What is required:
Recast every item below as a single numbered list, omitting any blank lines.

◇ ◇ ◇ ◇

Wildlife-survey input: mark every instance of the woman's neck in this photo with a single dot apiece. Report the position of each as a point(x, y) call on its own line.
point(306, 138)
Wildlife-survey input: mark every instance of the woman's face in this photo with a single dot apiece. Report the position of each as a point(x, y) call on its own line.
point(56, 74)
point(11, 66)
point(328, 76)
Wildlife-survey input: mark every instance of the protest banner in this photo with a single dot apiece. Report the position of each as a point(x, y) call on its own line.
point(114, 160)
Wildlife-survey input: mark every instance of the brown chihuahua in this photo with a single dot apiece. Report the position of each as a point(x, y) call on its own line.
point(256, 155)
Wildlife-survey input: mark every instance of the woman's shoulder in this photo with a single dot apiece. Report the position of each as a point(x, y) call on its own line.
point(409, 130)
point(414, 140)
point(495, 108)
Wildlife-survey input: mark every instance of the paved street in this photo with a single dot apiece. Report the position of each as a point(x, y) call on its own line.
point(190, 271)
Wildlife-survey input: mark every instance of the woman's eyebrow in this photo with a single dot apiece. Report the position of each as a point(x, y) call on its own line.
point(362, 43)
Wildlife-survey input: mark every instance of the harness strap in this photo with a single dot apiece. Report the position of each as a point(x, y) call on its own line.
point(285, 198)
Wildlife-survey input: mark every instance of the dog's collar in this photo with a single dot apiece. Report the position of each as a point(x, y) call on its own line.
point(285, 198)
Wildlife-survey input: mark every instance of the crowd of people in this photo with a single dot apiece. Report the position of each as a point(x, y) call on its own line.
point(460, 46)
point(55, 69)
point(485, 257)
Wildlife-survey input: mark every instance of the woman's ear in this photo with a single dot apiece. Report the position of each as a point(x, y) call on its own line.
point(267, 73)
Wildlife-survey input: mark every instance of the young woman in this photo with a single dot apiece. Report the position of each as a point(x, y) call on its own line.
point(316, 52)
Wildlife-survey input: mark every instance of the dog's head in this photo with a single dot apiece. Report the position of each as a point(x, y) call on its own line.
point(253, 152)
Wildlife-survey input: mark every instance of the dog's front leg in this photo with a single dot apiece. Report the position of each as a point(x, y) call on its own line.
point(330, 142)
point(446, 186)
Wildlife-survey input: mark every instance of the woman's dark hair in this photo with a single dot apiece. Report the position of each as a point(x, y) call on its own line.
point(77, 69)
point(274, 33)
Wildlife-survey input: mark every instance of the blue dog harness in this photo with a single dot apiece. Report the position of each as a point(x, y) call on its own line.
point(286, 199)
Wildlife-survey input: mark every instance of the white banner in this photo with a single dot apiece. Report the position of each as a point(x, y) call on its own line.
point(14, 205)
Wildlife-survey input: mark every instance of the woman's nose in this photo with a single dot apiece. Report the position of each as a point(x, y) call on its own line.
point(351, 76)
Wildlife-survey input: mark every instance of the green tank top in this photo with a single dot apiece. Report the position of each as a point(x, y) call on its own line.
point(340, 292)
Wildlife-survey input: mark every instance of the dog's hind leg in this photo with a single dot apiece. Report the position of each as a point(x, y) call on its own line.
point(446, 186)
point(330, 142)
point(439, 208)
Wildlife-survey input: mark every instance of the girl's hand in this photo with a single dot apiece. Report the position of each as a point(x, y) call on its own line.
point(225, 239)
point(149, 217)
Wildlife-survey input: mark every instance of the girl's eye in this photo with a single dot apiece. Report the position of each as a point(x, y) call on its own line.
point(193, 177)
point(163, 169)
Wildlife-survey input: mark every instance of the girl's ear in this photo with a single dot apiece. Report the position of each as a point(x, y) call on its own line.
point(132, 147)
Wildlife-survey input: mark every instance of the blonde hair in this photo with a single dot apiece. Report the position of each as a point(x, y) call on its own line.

◇ ◇ ◇ ◇

Result for this task:
1. Wildlife-survey input: mark every instance of the woman's neck in this photo with a single dot apiece. Report the position of each as a point(x, y) call on its own line.
2. point(306, 138)
3. Wildlife-survey input: mark every instance of the woman's face in this photo with a single dot apiece. Report the position of each as a point(x, y) call on its own line.
4. point(56, 74)
5. point(11, 66)
6. point(328, 76)
7. Wildlife-survey input: mark every instance of the protest banner in this photo with a single dot apiece. Report the position of each as a point(x, y) call on its own line.
8. point(114, 160)
9. Wildlife-survey input: mark every instance of the brown chihuahua in this photo with a single dot apiece. Report the position of each as a point(x, y) call on its own line.
10. point(256, 155)
11. Wildlife-survey input: mark every instance of the woman's shoulder in this photo with a single dot apiece. Report the position of each as a point(x, y) call on its own line.
12. point(409, 130)
13. point(414, 140)
14. point(495, 108)
15. Wildlife-survey input: mark every instance of the paved street in this photo with a single dot apiece. Report the position of each as a point(x, y) call on its own line.
16. point(190, 271)
17. Wildlife-survey input: mark every instance of the woman's eyebrow in this photo with a single dot apiece. Report the position of each as a point(x, y) call on its own line.
18. point(362, 43)
19. Wildlife-survey input: mark every instance of the harness strap in this photo with a single dot apiece. Report the position of each as a point(x, y) call on its own line.
20. point(285, 198)
21. Wildlife-survey input: mark every instance of the dog's collar in this photo with a single dot apiece. Report the position of each as a point(x, y) call on its own line.
22. point(285, 198)
23. Wildlife-survey input: mark every instance of the crowd of people in this photo with a single dot apiece. Report the position of each as a point(x, y) call on its own line.
24. point(460, 46)
25. point(55, 69)
26. point(485, 257)
27. Wildlife-survey input: mark every instance of the woman's ear in this photo with a single dot apiece. Report the position of each as a point(x, y) call on its own line.
28. point(267, 73)
29. Wildlife-survey input: mark every instance of the young woman in this photo with a single dot apiece. Report the position of each as a point(x, y) call on its own line.
30. point(316, 52)
31. Wildlife-survey input: mark every instance of the dog's head in this photo with a single dot apiece. Report the position of each as a point(x, y) call on its own line.
32. point(253, 152)
33. Wildlife-survey input: mark every instance of the dog's front leg in this photo with a single dot apiece. Report the position of each as a point(x, y) call on its own line.
34. point(330, 142)
35. point(446, 186)
36. Wildlife-survey input: mark every instance of the woman's dark hair in this photo with a single dot apiece. Report the position of each as a point(x, y) call on its own line.
37. point(77, 69)
38. point(274, 33)
39. Wildlife-survey input: mark every instance of the blue dog harness in this photo with a single dot apiece. Report the position of each as a point(x, y) call on its own line.
40. point(286, 199)
41. Wildlife-survey input: mark every instance of the white banner in this photo with a single dot apiece. Report the position of each as a point(x, y) call on its own line.
42. point(14, 205)
43. Wildlife-survey input: mark every instance of the woman's nose in this photo with a single dot apiece. Report the position of each as a point(x, y) call on its own line.
44. point(351, 76)
45. Wildlife-survey input: mark every instance of the green tank top in this photo with a single dot apiece. Report the position of each as a point(x, y) call on its own line.
46. point(340, 292)
47. Wildlife-survey input: mark every instance of the dog's hind leg in this photo with a single dot apiece. Report the position of each as a point(x, y) call on its own line.
48. point(446, 186)
49. point(330, 142)
50. point(439, 208)
51. Wildlife-survey input: mark every instance of the girl's hand in this photo with a single dot apiece. Report the position of each as a point(x, y) call on its own line.
52. point(225, 239)
53. point(149, 217)
54. Wildlife-survey input: mark every instance of the girl's eye in this photo with a single dot apiece. Report the position of each as a point(x, y) call on its own line.
55. point(193, 177)
56. point(163, 169)
57. Wildlife-survey input: mark every instance of the girl's ear in this photo with a single dot apiece. Report the position of each as a point(x, y) call on its own line.
58. point(132, 147)
59. Wildlife-survey input: mark every instance of the blonde hair in this photo with a single dot apiece. Report the position of each as a point(x, y) call on its own line.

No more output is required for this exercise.